DAS IST ZU TUN:
Ersetze in den Einträgen von der Zeile mit „Would you be able to point at the wooden“ bis zum Ende „wooden“ durch „oak“. Gib nur diese Zeilen wieder, sonst unverändert.

>>

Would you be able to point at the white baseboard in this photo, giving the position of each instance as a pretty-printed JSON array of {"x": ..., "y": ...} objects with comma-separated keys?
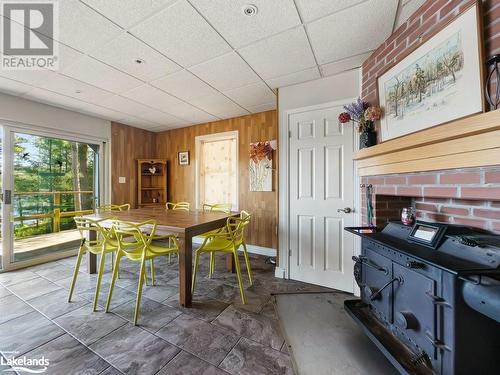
[{"x": 252, "y": 249}]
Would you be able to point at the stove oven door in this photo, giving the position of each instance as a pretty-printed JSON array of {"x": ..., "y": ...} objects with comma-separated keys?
[
  {"x": 377, "y": 271},
  {"x": 414, "y": 311}
]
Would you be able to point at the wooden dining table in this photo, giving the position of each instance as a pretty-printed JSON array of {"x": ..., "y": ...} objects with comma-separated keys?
[{"x": 184, "y": 224}]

<<

LÖSUNG:
Would you be able to point at the oak dining table in this photo, giving the position of each instance as a pretty-printed JSON array of {"x": ..., "y": ...} objects with comma-separated keys?
[{"x": 184, "y": 224}]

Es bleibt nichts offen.